• _Seitenauszug_
╔══
Arbeitgeber dürfen das im Vorfeld einer Massenentlassung durchzuführende Konsultationsverfahren nach § 17 Abs. 2 KSchG als beendet ansehen, wenn der Betriebsrat keine weitere Verhandlungsbereitschaft über Maßnahmen zur Vermeidung oder Einschränkung von Massenentlassungen erkennen lässt.

Der Sachverhalt:
Die Klägerin war bei der Beklagten, die an Flughäfen Passagedienstleistungen erbrachte, beschäftigt. Nachdem die einzige Auftraggeberin der Beklagten alle Aufträge zu Ende März 2015 gekündigt und ein Interessenausgleich im Dezember 2014 gescheitert war, leitete die Beklagte ein Konsultationsverfahren nach § 17 Abs. 2 KSchG ein und entschied Ende Januar 2015, ihren Betrieb zum 31.3.2015 stillzulegen. Sie erstattete eine Massenentlassungsanzeige und kündigte sodann sämtliche Arbeitsverhältnisse.
╚══
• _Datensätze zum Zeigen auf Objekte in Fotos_
╔══
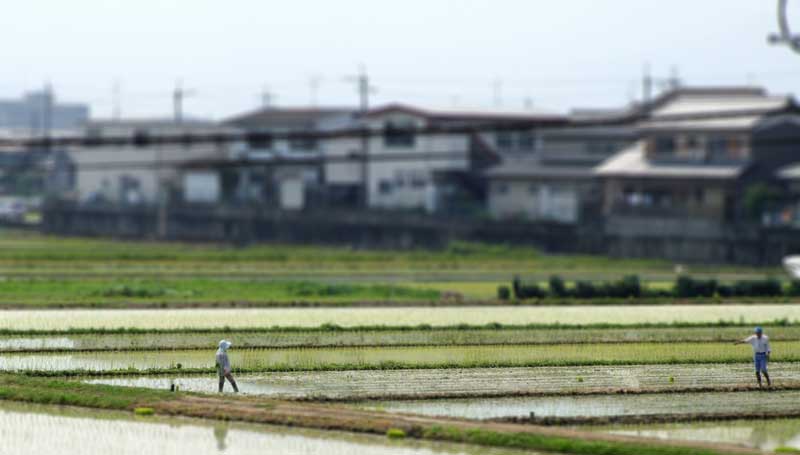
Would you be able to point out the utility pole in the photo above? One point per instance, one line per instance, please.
(313, 89)
(267, 98)
(116, 101)
(364, 89)
(785, 35)
(674, 81)
(47, 110)
(178, 95)
(497, 89)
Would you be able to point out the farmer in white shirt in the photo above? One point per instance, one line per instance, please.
(761, 352)
(224, 366)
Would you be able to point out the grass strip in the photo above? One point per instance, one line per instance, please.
(50, 391)
(390, 328)
(59, 392)
(382, 366)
╚══
• _Die Aufgabe_
Fasse im Seitenauszug den Absatz, der mit „Die Klägerin war bei der Beklagten“ beginnt, als kurze Stichpunktliste zusammen, ohne seine wesentlichen Fakten zu verlieren. Das Material steht für sich und gehört nicht zum Seitenauszug.

• _Lösung_
- Die Klägerin war bei der Beklagten beschäftigt, die an Flughäfen Passagedienstleistungen erbrachte.
- Die einzige Auftraggeberin der Beklagten kündigte alle Aufträge zu Ende März 2015.
- Ein Interessenausgleich scheiterte im Dezember 2014.
- Die Beklagte leitete ein Konsultationsverfahren nach § 17 Abs. 2 KSchG ein.
- Ende Januar 2015 beschloss sie, ihren Betrieb zum 31.3.2015 stillzulegen.
- Sie erstattete eine Massenentlassungsanzeige und kündigte danach sämtliche Arbeitsverhältnisse.